ENTRIES SHOWN -
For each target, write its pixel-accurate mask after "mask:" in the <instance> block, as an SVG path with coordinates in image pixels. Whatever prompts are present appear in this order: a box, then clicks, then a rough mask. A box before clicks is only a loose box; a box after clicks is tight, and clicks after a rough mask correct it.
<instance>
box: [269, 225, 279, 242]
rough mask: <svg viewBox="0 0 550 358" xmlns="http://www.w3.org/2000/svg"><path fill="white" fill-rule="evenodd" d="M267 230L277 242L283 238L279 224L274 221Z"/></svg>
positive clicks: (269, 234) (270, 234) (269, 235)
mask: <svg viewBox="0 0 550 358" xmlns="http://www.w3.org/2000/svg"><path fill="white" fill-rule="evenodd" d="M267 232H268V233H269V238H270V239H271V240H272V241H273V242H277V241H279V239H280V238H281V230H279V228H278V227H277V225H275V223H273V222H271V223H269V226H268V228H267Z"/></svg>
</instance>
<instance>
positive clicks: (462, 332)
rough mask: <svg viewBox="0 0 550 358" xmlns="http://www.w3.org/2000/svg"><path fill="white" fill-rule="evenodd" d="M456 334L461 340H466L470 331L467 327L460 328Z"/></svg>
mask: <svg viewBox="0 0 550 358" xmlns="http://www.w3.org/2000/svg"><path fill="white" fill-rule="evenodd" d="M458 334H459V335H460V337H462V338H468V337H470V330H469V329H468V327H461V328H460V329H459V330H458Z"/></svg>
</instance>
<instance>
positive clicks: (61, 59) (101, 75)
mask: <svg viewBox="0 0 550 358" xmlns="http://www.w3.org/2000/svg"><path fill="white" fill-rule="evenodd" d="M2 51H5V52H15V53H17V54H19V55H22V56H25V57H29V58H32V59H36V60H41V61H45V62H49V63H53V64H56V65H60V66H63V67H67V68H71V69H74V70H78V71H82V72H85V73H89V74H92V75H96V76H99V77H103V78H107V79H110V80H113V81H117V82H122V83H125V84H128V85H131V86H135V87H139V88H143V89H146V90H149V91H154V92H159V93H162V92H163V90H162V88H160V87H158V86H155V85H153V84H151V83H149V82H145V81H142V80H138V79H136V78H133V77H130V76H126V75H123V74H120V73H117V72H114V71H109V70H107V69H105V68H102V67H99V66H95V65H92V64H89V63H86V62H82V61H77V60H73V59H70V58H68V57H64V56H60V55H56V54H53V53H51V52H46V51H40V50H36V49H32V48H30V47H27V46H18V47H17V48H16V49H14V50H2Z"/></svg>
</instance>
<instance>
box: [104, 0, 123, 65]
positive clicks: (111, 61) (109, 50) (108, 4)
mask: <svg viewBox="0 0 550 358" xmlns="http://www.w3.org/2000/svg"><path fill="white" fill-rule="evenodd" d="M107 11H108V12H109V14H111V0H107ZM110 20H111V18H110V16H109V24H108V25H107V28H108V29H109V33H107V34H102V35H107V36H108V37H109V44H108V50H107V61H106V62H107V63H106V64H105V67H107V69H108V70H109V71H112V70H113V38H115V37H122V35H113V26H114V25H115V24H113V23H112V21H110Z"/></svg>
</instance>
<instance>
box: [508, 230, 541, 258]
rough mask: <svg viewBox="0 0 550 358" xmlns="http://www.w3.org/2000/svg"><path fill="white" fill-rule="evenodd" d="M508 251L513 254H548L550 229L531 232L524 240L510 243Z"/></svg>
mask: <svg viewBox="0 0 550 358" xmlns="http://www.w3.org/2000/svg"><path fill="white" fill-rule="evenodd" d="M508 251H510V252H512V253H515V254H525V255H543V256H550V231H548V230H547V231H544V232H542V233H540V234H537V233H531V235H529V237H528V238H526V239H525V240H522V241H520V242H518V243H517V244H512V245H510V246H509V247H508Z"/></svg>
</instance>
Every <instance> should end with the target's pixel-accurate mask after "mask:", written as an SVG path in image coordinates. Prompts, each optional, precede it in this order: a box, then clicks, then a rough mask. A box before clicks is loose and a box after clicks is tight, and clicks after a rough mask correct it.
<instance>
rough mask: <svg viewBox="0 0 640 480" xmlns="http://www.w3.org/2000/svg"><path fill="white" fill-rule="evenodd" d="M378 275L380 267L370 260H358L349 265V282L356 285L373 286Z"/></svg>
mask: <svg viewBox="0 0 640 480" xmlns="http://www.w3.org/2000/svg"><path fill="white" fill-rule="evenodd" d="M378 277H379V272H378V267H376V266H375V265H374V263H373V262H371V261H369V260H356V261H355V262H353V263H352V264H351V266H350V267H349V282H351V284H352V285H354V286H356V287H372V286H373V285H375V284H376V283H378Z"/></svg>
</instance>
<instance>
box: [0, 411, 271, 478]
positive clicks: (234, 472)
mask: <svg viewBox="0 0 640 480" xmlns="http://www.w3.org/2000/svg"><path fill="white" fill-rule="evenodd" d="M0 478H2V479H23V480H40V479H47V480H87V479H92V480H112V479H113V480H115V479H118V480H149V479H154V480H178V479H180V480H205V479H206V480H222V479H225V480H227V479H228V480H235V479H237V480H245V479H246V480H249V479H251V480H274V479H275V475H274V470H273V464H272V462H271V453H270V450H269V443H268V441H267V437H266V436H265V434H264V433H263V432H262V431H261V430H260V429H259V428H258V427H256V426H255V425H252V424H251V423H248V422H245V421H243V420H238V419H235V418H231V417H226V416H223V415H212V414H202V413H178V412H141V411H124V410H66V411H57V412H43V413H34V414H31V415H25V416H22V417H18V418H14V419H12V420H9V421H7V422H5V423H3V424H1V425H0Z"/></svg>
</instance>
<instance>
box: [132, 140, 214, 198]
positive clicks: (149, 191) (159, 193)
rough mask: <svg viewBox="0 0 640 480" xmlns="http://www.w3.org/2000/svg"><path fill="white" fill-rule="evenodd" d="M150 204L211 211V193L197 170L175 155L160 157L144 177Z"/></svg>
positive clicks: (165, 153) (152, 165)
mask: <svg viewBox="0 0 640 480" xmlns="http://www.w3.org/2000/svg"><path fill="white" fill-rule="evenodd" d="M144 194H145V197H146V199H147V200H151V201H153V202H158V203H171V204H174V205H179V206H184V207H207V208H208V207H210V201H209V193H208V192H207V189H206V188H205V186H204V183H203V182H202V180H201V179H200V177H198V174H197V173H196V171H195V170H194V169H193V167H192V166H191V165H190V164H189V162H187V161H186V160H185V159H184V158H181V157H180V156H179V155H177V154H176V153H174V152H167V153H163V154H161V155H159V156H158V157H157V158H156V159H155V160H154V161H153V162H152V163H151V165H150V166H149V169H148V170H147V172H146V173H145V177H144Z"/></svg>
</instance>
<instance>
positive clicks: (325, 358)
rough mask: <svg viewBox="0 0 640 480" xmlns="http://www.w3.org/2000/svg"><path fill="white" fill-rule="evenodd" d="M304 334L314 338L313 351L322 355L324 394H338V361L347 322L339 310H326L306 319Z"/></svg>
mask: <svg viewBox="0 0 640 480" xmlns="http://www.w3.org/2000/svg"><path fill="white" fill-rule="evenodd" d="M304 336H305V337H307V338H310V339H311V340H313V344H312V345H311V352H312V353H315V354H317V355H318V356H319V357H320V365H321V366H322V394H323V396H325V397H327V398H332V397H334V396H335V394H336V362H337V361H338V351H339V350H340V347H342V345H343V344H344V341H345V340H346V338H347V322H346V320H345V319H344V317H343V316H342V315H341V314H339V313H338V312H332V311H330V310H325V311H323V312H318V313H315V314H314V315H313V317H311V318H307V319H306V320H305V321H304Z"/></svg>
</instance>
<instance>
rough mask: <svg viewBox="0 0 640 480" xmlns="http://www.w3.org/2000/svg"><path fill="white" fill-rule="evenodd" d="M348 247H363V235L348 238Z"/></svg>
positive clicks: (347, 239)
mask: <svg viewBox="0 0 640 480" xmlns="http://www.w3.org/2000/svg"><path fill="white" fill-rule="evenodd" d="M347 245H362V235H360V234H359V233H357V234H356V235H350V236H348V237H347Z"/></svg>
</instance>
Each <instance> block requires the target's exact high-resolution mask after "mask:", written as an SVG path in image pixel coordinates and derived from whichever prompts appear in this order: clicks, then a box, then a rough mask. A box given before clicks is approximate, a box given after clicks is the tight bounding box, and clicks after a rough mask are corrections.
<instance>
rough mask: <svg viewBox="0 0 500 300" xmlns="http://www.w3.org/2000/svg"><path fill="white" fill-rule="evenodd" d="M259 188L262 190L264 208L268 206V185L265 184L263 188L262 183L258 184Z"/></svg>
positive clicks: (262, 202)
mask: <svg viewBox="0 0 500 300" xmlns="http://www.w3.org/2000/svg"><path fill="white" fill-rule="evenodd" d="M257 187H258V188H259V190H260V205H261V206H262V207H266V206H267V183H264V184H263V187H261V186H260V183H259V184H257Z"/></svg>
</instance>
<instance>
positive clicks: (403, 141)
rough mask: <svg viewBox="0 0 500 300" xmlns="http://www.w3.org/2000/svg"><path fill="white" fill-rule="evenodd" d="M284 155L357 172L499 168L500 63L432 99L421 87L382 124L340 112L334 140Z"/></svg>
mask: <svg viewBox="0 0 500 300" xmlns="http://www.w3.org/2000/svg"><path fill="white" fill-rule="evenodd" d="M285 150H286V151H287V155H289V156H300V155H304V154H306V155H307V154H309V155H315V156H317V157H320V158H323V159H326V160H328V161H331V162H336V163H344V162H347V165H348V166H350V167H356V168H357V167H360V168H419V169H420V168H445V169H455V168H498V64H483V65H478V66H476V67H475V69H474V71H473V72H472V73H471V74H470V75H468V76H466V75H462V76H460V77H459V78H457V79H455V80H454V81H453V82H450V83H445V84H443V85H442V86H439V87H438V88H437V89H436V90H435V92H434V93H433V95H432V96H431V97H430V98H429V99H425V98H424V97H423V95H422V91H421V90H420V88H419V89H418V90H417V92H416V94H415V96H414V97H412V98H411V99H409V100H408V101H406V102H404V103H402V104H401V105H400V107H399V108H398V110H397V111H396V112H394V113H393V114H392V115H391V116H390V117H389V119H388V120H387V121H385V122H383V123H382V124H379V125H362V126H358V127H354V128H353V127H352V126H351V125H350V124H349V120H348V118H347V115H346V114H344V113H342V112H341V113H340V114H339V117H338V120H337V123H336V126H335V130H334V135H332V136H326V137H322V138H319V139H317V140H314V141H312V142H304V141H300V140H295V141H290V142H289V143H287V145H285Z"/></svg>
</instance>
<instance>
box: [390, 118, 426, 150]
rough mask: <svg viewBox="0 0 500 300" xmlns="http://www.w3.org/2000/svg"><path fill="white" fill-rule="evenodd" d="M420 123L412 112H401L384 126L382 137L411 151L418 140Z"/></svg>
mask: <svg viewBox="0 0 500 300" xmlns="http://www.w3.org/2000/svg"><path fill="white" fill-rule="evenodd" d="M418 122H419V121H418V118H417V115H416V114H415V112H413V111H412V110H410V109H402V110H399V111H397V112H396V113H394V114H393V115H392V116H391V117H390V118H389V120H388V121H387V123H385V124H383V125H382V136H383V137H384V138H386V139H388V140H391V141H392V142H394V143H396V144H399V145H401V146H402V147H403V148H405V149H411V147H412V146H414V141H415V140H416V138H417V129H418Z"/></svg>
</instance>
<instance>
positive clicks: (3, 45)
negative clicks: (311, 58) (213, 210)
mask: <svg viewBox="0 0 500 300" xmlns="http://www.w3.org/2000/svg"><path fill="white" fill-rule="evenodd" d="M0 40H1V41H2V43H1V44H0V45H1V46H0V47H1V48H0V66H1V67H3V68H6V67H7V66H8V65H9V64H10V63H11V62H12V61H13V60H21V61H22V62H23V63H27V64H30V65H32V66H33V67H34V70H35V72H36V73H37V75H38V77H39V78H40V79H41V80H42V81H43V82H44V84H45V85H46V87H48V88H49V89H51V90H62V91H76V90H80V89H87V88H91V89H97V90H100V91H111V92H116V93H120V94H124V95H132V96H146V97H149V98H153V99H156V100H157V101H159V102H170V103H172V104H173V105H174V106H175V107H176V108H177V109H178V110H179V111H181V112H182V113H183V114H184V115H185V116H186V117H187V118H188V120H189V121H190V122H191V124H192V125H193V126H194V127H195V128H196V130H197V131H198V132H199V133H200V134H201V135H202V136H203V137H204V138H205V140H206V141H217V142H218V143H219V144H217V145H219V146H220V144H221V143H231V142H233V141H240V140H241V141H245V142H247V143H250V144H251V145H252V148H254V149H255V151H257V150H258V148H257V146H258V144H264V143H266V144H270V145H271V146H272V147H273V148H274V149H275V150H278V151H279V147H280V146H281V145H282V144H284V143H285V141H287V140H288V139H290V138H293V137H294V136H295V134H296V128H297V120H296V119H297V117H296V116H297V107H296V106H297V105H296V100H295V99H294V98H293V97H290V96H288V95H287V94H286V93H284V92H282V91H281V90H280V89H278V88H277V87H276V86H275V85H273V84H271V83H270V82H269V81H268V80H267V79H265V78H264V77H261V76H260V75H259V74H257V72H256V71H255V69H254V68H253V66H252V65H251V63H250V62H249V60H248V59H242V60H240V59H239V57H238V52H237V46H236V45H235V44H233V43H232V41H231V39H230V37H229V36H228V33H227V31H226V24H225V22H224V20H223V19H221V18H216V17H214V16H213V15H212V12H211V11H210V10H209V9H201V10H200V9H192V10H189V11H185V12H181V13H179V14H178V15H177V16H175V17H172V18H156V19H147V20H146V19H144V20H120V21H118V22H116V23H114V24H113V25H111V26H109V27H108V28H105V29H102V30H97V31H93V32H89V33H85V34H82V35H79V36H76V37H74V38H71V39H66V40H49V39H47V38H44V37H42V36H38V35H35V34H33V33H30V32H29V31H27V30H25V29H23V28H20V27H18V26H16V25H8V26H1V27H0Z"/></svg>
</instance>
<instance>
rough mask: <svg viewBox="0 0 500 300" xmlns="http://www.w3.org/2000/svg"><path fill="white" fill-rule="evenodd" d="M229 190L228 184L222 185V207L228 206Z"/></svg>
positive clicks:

EXERCISE DESCRIPTION - Where does the word "appear" occur in the records? Return every line that holds it.

RESPONSE TO THIS TASK -
For each target, write its pixel-accurate mask after "mask:" in the <instance> block, as an SVG path with coordinates in image pixels. Whatever prompts are present appear in this order: a box, then clicks, then a rough mask. A box before clicks is only a loose box; a box after clicks is tight, and clicks after a rough mask correct it.
Each <instance> block requires the target's exact high-resolution mask after "mask:", written as an SVG path in image pixel coordinates and derived from whichever prompts appear in this order: clicks, then a box, then a rough mask. A box given before clicks is approximate, a box given after clicks is the tight bounding box, and clicks after a rough mask are corrections.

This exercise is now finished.